> Data listing
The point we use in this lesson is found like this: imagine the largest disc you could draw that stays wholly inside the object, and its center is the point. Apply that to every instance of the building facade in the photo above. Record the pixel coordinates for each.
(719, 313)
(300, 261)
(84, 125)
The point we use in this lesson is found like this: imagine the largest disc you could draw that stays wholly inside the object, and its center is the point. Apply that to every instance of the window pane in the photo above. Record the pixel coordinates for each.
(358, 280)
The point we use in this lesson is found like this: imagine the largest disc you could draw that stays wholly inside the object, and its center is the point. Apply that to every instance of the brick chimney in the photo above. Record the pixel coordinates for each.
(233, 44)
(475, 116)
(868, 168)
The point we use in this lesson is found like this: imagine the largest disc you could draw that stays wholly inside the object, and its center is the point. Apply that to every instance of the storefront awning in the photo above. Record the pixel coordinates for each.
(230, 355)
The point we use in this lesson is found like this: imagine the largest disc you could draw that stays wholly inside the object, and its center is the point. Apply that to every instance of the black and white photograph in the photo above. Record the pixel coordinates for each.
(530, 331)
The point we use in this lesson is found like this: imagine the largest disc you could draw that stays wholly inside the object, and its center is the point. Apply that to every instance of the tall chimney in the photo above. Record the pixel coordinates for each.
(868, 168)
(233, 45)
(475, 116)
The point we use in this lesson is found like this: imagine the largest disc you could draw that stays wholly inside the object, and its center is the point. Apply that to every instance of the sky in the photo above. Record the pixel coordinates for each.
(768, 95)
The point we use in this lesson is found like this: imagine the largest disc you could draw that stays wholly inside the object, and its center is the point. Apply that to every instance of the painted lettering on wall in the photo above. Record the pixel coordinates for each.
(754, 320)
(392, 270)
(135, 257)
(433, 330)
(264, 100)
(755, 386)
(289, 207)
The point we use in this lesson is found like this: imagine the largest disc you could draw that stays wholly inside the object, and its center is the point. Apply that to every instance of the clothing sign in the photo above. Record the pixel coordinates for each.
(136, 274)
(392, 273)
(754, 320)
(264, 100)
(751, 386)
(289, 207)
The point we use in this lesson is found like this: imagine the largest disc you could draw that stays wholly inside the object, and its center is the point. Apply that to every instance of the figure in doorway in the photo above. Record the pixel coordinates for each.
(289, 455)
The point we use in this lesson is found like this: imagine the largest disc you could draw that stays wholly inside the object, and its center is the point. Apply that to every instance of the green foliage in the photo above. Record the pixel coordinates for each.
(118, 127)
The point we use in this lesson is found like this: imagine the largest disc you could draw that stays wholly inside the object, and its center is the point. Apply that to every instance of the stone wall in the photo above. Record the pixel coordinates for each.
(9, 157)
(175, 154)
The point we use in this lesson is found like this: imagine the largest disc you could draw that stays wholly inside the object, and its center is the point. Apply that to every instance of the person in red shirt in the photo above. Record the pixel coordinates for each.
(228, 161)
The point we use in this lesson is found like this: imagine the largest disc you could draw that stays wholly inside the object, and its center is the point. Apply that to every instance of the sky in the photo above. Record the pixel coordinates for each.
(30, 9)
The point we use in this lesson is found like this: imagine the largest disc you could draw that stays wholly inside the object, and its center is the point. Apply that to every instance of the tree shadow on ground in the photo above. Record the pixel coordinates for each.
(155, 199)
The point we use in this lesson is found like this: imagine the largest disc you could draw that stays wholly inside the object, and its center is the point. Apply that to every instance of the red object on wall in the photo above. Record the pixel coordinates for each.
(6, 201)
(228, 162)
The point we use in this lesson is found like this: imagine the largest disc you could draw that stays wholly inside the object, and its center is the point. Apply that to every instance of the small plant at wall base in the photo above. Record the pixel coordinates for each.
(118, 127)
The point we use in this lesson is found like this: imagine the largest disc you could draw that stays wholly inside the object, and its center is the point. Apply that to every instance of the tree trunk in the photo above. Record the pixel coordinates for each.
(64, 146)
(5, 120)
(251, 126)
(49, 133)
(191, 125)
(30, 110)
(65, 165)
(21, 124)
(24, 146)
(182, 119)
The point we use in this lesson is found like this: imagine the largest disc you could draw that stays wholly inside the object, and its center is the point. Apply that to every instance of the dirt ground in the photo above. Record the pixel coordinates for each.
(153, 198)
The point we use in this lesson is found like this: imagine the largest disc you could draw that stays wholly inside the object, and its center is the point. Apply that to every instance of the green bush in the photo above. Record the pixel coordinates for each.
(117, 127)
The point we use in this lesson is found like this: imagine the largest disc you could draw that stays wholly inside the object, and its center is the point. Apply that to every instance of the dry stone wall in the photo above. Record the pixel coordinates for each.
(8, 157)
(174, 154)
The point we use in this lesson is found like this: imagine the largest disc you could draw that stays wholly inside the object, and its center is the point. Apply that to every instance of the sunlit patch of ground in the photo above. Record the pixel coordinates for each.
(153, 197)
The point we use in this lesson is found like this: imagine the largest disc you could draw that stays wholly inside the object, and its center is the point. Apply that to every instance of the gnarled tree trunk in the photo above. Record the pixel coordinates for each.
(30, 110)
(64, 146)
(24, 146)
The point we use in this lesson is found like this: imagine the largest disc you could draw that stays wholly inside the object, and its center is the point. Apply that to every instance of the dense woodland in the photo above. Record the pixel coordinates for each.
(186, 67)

> Exercise
Print the listing above in its entirety, with every line exact.

> Finished answer
The point we use in this lesson is found like this: imagine the largest disc you could draw that stays wholly inside the object, and its center is the point. Apply that to every instance of the building facade in the photo above. Record the pixel coordinates for each.
(719, 313)
(300, 261)
(84, 125)
The point we use in this lesson is found like this: imagine the largest disc you could draw that stays wholly inside the object, and its center is the point. Apply that to every instance of the window pane in the photo above. Record the pixel coordinates for each.
(358, 280)
The point we use in this lesson is found like this: imagine the largest disc you could draw that stays wholly inside the object, and its center is the point. Apply that to every instance of the brick chimney in the photo above. Record the pixel coordinates for each.
(233, 44)
(475, 116)
(868, 168)
The point we use in this lesson is found like this: imagine the largest disc you could draw that stays wholly inside the object, and its center is the point. Apply that to every instance of the storefront awning in the photo above. Record the pixel coordinates for each.
(230, 355)
The point we use in this lesson is found like this: imagine the largest disc you could draw that stays wholly inside the object, and its center is the point. Apply that to every instance of the black and white photograph in the photo above. Record the pixel coordinates for each.
(530, 331)
The point we use in this lesson is found like this: imagine the largest disc you could draw that stays wholly inside the object, and its center is the point. Apply that to every instance of the tall chimney in the photo above. Record the pixel coordinates for each.
(868, 168)
(233, 45)
(475, 116)
The point we use in this lesson is found like this: imagine the largest disc you could draw that stays wholly inside the object, and its center is the point. Apply that to every instance of the sky in the photo above. Record the pixel coordinates for each.
(768, 95)
The point we use in this lesson is found like this: imagine the largest disc you could draw that stays wholly inside the object, and its center is the point. Apply that to every instance of the painted lettering on wall in the photo above. Record the pixel coordinates for each.
(754, 320)
(392, 270)
(135, 257)
(433, 330)
(264, 100)
(755, 386)
(289, 207)
The point we use in this lesson is found like this: imagine the largest disc you could draw that stays wholly inside the object, and its center is the point. Apply that to every instance of the clothing sign in the photo above. Record the pixel coordinates for each.
(136, 274)
(392, 273)
(754, 320)
(264, 100)
(751, 386)
(289, 207)
The point we use in this lesson is found like this: imagine the largest disc you could draw that stays wholly inside the object, and its center is the point. Apply that to every instance of the figure in doorway in the photo above. Record the pixel coordinates for each.
(289, 455)
The point we use in this lesson is found like this: imagine the largest disc you could draw that stays wholly inside the object, and its center is the point. Apply that to every instance of the green foliage in the photo above. Record the pixel coordinates for each.
(118, 127)
The point we use in this lesson is found like this: imagine the largest disc you could draw that stays wholly inside the object, and its center is the point. Apply that to every instance of the stone wall in the photo above. Record the pixel coordinates for each.
(9, 157)
(175, 154)
The point we use in this lesson is found like this: imagine the largest disc you could draw that stays wholly inside the object, and its center is the point. Apply that to every instance of the person in red shirt in the photo above. Record the pixel coordinates for each.
(228, 161)
The point we use in this lesson is found like this: imagine the largest disc you could draw that stays wholly inside the object, and its center is the point. Apply that to every instance of the sky in the photo above. Record the pixel coordinates for each.
(30, 9)
The point we use in this lesson is found like this: imagine the largest disc you could draw that stays wholly inside the object, and its center is the point. Apply that to every instance of the tree shadow on ground in the photo above. Record the pixel coordinates for each.
(155, 199)
The point we use in this lesson is found like this: imagine the largest disc you could draw that stays wholly inside the object, and its center is the point. Apply that to every instance of the red object on wall in the photo above. Record the pixel coordinates for each.
(6, 201)
(228, 162)
The point we use in this lesson is found like this: imagine the largest disc you could draw that stays wholly inside the object, and its center is the point. Apply that to every instance of the small plant at wall base in the photo above. Record the pixel coordinates for each.
(118, 127)
The point we use in this lesson is found like this: imagine the largest disc you could draw that stays wholly inside the object, and its center is the point. Apply that to every instance of the tree trunk in the photo above. Record the pixel coordinates for each.
(64, 146)
(5, 120)
(251, 126)
(49, 133)
(191, 125)
(30, 110)
(65, 165)
(21, 124)
(24, 146)
(182, 119)
The point we use in this lesson is found like this: imagine the largest disc you could draw that stays wholly inside the object, and its center is the point. Apply that to every instance of the dirt ground in the photo above. Record the pixel coordinates for each.
(153, 198)
The point we use in this lesson is found like this: imagine the largest disc you could draw that stays wholly inside the object, and its center is the point. Apply that to every instance of the green bush in the photo above. Record the pixel coordinates for each.
(117, 127)
The point we use in this lesson is found like this: imagine the largest disc you could draw that stays wholly inside the object, and its center is the point. Apply that to every instance of the dry stone wall in the photo above. Record the pixel coordinates for each.
(8, 157)
(174, 154)
The point we use in this lesson is found like this: imagine the largest disc you could draw that stays wholly inside the object, and its center is the point. Apply that to every instance of the sunlit patch of ground in the photo above. Record the pixel coordinates for each.
(153, 197)
The point we use in this lesson is found like this: imagine the largest disc you could draw that stays wholly inside the object, and its center is the point. Apply that to every instance of the gnarled tree trunk in the photo above. Record the pixel coordinates for each.
(30, 110)
(64, 146)
(24, 146)
The point we use in this lesson is found like this: imagine the largest disc you could draw that stays wholly inside the object, and its center is the point. Apply that to every instance of the dense woodland in the photo above. Record the pixel coordinates for each.
(186, 67)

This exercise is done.